## [WHAT TO WORK ON]
Copy out the rows below, changing every "innermost point" to "central point" and leaving everything else as it is.

## [RECORDS FOR THIS EXERCISE]
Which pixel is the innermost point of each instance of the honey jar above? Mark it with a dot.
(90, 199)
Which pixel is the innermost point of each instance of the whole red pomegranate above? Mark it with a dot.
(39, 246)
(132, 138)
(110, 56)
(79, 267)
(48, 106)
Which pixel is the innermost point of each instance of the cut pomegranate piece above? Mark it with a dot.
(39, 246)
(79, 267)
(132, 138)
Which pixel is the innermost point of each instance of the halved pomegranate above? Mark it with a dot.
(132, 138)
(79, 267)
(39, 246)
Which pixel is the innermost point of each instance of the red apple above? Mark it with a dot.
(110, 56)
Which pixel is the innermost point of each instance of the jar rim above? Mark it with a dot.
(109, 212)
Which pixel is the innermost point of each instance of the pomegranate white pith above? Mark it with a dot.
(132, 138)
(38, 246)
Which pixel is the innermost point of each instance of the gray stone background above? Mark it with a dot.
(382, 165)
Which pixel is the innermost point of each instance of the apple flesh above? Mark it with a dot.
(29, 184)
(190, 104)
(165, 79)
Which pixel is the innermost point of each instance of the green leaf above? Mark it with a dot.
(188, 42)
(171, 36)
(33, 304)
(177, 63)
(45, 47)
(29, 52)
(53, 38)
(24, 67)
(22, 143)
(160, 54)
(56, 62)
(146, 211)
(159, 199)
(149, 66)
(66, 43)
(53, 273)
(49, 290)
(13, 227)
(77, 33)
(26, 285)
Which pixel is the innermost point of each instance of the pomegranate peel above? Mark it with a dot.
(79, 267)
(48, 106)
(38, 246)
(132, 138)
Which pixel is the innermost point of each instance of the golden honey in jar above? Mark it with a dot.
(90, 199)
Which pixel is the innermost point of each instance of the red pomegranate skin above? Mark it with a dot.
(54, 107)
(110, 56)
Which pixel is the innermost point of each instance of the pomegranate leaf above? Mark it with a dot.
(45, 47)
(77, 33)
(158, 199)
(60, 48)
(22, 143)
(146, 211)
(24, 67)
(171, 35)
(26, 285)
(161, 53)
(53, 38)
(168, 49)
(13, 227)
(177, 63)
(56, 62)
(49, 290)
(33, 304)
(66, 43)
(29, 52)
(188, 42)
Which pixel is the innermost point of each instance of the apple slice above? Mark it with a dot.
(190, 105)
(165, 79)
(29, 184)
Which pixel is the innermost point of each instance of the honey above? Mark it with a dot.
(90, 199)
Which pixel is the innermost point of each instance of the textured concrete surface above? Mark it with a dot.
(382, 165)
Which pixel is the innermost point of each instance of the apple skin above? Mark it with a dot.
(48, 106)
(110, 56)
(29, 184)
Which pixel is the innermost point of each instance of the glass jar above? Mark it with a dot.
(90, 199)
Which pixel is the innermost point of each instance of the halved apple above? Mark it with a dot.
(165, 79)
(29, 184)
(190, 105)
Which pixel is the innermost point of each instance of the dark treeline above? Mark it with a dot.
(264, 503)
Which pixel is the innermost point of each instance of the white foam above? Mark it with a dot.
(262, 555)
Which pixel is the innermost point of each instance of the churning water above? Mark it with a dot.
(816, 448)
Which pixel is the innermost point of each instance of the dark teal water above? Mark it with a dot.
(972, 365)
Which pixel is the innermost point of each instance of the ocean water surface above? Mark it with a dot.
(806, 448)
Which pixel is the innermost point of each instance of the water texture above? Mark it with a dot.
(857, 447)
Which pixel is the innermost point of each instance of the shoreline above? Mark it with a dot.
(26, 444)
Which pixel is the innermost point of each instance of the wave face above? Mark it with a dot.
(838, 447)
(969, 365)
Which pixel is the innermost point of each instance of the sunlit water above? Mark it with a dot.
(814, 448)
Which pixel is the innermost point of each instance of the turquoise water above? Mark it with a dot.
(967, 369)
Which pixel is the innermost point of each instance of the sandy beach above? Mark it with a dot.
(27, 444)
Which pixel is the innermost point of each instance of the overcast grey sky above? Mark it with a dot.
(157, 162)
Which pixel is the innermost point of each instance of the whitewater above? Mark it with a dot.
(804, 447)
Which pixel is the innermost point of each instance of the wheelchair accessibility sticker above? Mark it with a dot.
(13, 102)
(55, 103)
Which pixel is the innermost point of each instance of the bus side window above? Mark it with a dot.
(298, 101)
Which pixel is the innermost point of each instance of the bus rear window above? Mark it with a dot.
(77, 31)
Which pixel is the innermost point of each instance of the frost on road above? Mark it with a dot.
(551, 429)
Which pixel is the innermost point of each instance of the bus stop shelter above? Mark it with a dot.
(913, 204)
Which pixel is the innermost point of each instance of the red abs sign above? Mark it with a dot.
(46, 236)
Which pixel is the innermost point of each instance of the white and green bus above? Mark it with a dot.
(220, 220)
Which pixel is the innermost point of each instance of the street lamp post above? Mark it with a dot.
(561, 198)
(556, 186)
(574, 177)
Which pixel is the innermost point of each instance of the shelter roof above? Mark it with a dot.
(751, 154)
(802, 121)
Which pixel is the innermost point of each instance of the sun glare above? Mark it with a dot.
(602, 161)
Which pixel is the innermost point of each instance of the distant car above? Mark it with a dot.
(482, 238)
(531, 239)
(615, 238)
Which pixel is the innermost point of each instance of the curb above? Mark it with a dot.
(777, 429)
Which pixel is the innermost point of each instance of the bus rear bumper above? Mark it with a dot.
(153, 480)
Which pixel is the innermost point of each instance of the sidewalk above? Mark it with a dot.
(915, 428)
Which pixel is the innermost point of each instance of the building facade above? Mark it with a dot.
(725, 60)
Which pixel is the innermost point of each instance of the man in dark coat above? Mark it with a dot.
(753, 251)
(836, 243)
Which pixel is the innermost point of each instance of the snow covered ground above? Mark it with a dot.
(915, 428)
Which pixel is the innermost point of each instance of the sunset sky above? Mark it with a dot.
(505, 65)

## [RESPONSE]
Which pixel is the central point of each instance of the honey jar above? Mark it with a dot.
(90, 199)
Which pixel is the central point of each instance of the whole red pomegranate above? Mark it with a dot.
(39, 246)
(132, 138)
(110, 56)
(79, 267)
(48, 106)
Which pixel is the central point of each instance of the cut pomegranate piece above? Mark it with a dot.
(39, 246)
(79, 267)
(132, 138)
Which pixel is the central point of each instance of the halved pomegranate above? Mark it with a dot.
(132, 138)
(79, 267)
(39, 246)
Which pixel is the central point of each instance of the red apple above? Mark it with a dot.
(110, 56)
Which pixel is the central point of each instance of the jar rim above? Mark it with a dot.
(109, 212)
Which pixel is the central point of each instance of the pomegranate white pith above? Mark it with a dot.
(132, 138)
(38, 246)
Which pixel is the central point of each instance of the gray stone background above? Mark it with a dot.
(382, 165)
Which pixel is the central point of each instance of the apple flesh above? Mark it with a dot.
(29, 184)
(190, 104)
(165, 79)
Which pixel is the central point of each instance of the green leaf above? Mark it with a dot.
(188, 42)
(171, 36)
(33, 304)
(177, 63)
(45, 47)
(29, 52)
(53, 38)
(24, 67)
(22, 143)
(160, 54)
(56, 62)
(146, 211)
(159, 199)
(149, 66)
(66, 43)
(53, 273)
(49, 290)
(13, 227)
(77, 33)
(26, 285)
Which pixel is the central point of each instance of the pomegranate peel above? Mark it with a dot.
(79, 267)
(48, 106)
(38, 246)
(132, 138)
Which pixel is the central point of each instance of the golden honey in jar above? Mark it with a dot.
(90, 199)
Which pixel is the central point of each instance of the red pomegranate skin above? Mark it with a dot.
(54, 107)
(110, 56)
Which pixel is the central point of each instance of the pomegranate leaf above? Mark it with a dot.
(45, 47)
(77, 33)
(158, 199)
(60, 48)
(22, 143)
(146, 211)
(24, 67)
(171, 35)
(26, 285)
(161, 53)
(53, 38)
(168, 49)
(13, 227)
(177, 63)
(56, 62)
(49, 290)
(33, 304)
(66, 43)
(29, 52)
(188, 42)
Which pixel is the central point of each instance of the apple slice above? Mark it with a dot.
(190, 105)
(165, 79)
(29, 184)
Which pixel is the central point of each instance of the honey above? Mark it with a dot.
(90, 199)
Which pixel is the central point of each instance of the textured concrete surface above? Mark it with a dot.
(382, 165)
Which pixel is the central point of each instance of the apple skin above? Mark it with a dot.
(48, 106)
(110, 56)
(29, 184)
Which pixel is the central point of each instance of the glass jar above? Mark it with a dot.
(90, 199)
Which pixel is the central point of each instance of the halved apple above? Mark it with a dot.
(165, 79)
(29, 184)
(190, 105)
Which pixel is the central point of each instance of the dark treeline above? Mark it with a dot.
(264, 503)
Which pixel is the central point of each instance of the white foam above? Mark it with a dot.
(262, 555)
Which pixel is the central point of each instance of the churning water above? Mark it with a dot.
(816, 448)
Which pixel is the central point of each instance of the dark teal water above? Mark it with a dot.
(972, 365)
Which pixel is the central point of each instance of the ocean water surface above? Mark it with a dot.
(806, 448)
Which pixel is the central point of each instance of the water texture above? Mark it with a dot.
(857, 447)
Which pixel is the central point of each instance of the shoreline above? Mark it with a dot.
(26, 444)
Which pixel is the central point of each instance of the wave face above? Mark it with a dot.
(838, 447)
(969, 365)
Which pixel is the central point of each instance of the sunlit water above? Mark it with a dot.
(814, 448)
Which pixel is the central point of each instance of the turquoise water above? Mark it with a dot.
(967, 369)
Which pixel is the central point of each instance of the sandy beach above? Mark it with a dot.
(27, 444)
Which pixel is the central point of each instance of the overcast grey sky above? Mark it with a dot.
(157, 162)
Which pixel is the central point of each instance of the whitewater above? Mark it with a dot.
(804, 447)
Which pixel is the central point of each instance of the wheelchair accessibility sticker above? Mark it with a dot.
(13, 102)
(55, 103)
Which pixel is the central point of each instance of the bus side window above? Mark it with a dot.
(298, 101)
Which pixel is the central point of each instance of the bus rear window above? Mark it with a dot.
(77, 31)
Which pixel is the central point of each instance of the frost on road above? Mark it with a dot.
(551, 429)
Which pixel is the central point of each instance of the bus stop shelter above? Mark it with a dot.
(913, 204)
Which pixel is the central point of each instance of the red abs sign above? Mark it with a dot.
(46, 236)
Which pixel is the central point of each instance of the white and green bus above? Mark it with a dot.
(220, 220)
Which pixel is the central point of each instance of the street lamp post above? Mark it with a dot.
(561, 198)
(556, 186)
(574, 177)
Which pixel is the central point of each instance of the shelter roof above? Mark it with a dot.
(751, 154)
(802, 121)
Which pixel is the central point of each instance of the sun glare above? Mark it with a dot.
(602, 161)
Which pixel is the central point of each instance of the distant car above? Mark it with a dot.
(482, 238)
(531, 239)
(615, 238)
Which pixel is the central point of each instance of the curb above? Mark it with a dot.
(777, 429)
Which pixel is the central point of each instance of the bus rear bumper above? Mark it with a dot.
(153, 480)
Which pixel is the central point of each instance of the sidewalk above? Mark it with a dot.
(915, 428)
Which pixel is the central point of each instance of the building facade above? Mark it with a dot.
(725, 60)
Which pixel is the central point of each instance of the man in dark coat above? Mark it with a dot.
(753, 251)
(836, 243)
Which pixel is the central point of each instance of the snow covered ground above? Mark it with a dot.
(915, 428)
Which pixel is the central point of each instance of the sunset sky above? Mark it with a dot.
(505, 65)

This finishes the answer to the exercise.